Stated task: Write out the listing below in full and exactly, leaving out every picture.

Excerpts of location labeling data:
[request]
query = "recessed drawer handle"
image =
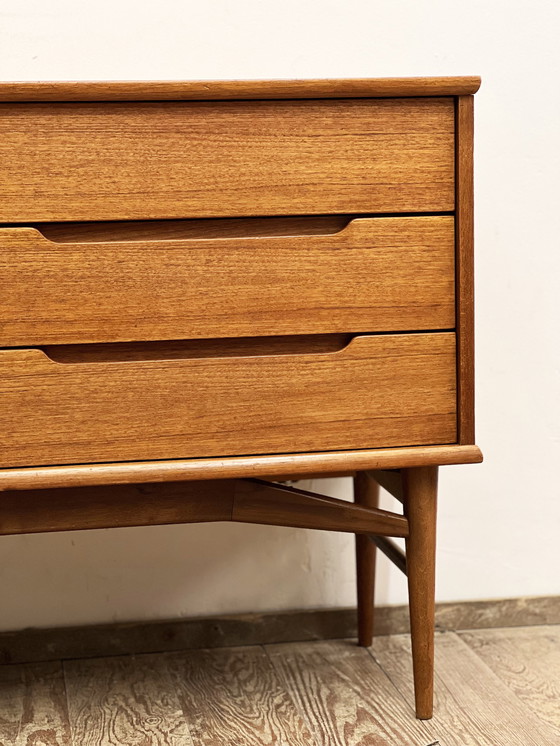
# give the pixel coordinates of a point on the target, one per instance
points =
(197, 349)
(126, 355)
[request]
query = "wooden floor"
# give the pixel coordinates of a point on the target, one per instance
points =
(497, 687)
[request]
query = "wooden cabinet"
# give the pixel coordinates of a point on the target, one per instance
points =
(225, 281)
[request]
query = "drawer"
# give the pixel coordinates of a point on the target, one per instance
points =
(160, 160)
(377, 391)
(374, 274)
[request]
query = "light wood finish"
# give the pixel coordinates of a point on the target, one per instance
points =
(236, 697)
(473, 707)
(391, 481)
(277, 505)
(388, 390)
(141, 161)
(77, 508)
(377, 274)
(366, 494)
(124, 701)
(391, 551)
(245, 501)
(420, 491)
(345, 697)
(235, 89)
(527, 660)
(237, 467)
(206, 281)
(465, 267)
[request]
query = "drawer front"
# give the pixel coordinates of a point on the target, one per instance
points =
(379, 274)
(150, 160)
(378, 391)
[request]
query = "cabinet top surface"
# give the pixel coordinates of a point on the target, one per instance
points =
(235, 89)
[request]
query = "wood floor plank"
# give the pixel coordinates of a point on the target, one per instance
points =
(44, 720)
(473, 707)
(11, 703)
(345, 697)
(126, 700)
(233, 697)
(527, 660)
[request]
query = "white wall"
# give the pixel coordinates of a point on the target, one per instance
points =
(499, 525)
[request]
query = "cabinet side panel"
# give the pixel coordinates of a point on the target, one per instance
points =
(464, 228)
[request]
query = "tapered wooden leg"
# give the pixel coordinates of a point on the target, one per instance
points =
(420, 493)
(366, 492)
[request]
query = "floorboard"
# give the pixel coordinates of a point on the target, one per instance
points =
(233, 696)
(497, 687)
(345, 698)
(473, 707)
(124, 701)
(33, 708)
(527, 661)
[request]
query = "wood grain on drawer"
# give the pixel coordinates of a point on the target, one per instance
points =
(379, 391)
(378, 274)
(150, 160)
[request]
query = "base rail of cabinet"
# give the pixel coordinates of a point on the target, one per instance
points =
(281, 466)
(239, 500)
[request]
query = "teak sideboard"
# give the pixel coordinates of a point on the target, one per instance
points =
(212, 288)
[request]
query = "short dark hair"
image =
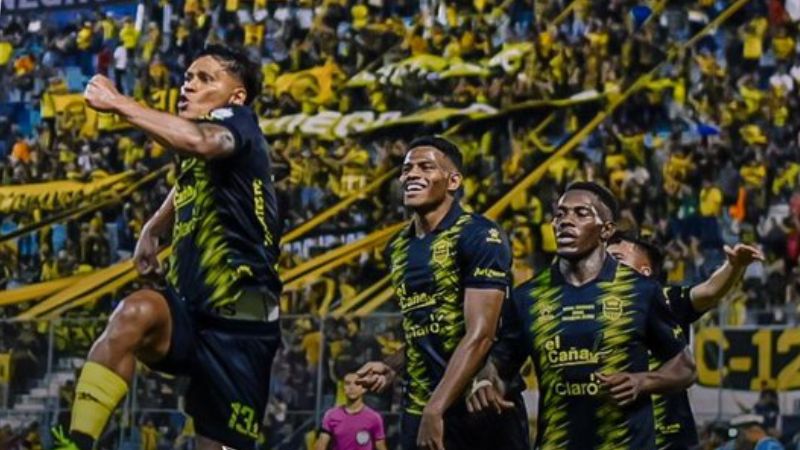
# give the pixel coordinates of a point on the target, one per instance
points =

Output below:
[request]
query = "recessed drawer handle"
image =
# give the pixel coordinates of a point on the target, one per instance
points =
(197, 349)
(126, 355)
[request]
query = "wooden floor"
# give the pixel coordinates of a point on the target, one per instance
points =
(497, 687)
[request]
query = "wooden cabinet"
# give the pixel coordinates of a point on the target, one per instance
points =
(225, 281)
[request]
query = "drawer"
# give the pixel coordinates of a point on the target, one per instance
points =
(160, 160)
(377, 391)
(374, 274)
[request]
query = "light wood finish"
# give the pixel coordinates of a point on the target, one per instance
points =
(236, 697)
(473, 707)
(391, 481)
(277, 505)
(388, 390)
(141, 161)
(77, 508)
(377, 274)
(366, 494)
(124, 701)
(391, 551)
(245, 501)
(420, 491)
(345, 697)
(235, 89)
(527, 660)
(237, 467)
(206, 281)
(465, 267)
[request]
query = "drawer front"
# give the pixel coordinates of a point on the target, one per instance
points =
(379, 274)
(150, 160)
(378, 391)
[request]
query = "cabinet top surface"
# give the pixel coordinates of a point on the target, one per instance
points =
(235, 89)
[request]
query = "wood floor plank"
# give the pixel coordinates of a point on the target, one per instance
points =
(44, 720)
(473, 707)
(11, 703)
(345, 697)
(126, 700)
(233, 697)
(527, 660)
[request]
query = "white wall"
# give the pixel coordinates of a point on the target, one per instance
points =
(499, 525)
[request]
query = "cabinet side panel"
# give the pixel coordinates of a point on the target, one per instance
points =
(464, 228)
[request]
query = "tapered wooden leg"
# give the pixel coordinates of a point on the target, one per instance
points =
(420, 493)
(366, 492)
[request]
query = "floorboard"
# give the pixel coordinates of a point on the target, one per instance
points =
(233, 696)
(497, 687)
(345, 698)
(473, 707)
(124, 701)
(33, 708)
(527, 661)
[request]
query = "wood grain on drawer"
# give the pixel coordinates of a point on the target, one per instance
points =
(379, 391)
(378, 274)
(150, 160)
[request]
query = "base rail of cabinet"
# give the pixel coordinates of a point on the target, one per instance
points =
(281, 466)
(239, 500)
[request]
query = "teak sideboard"
# give the pixel coordinates of a point on the target, one per instance
points =
(212, 288)
[request]
query = "short dark hair"
image =
# give the pixel coordinates of a point on the target, one per instance
points =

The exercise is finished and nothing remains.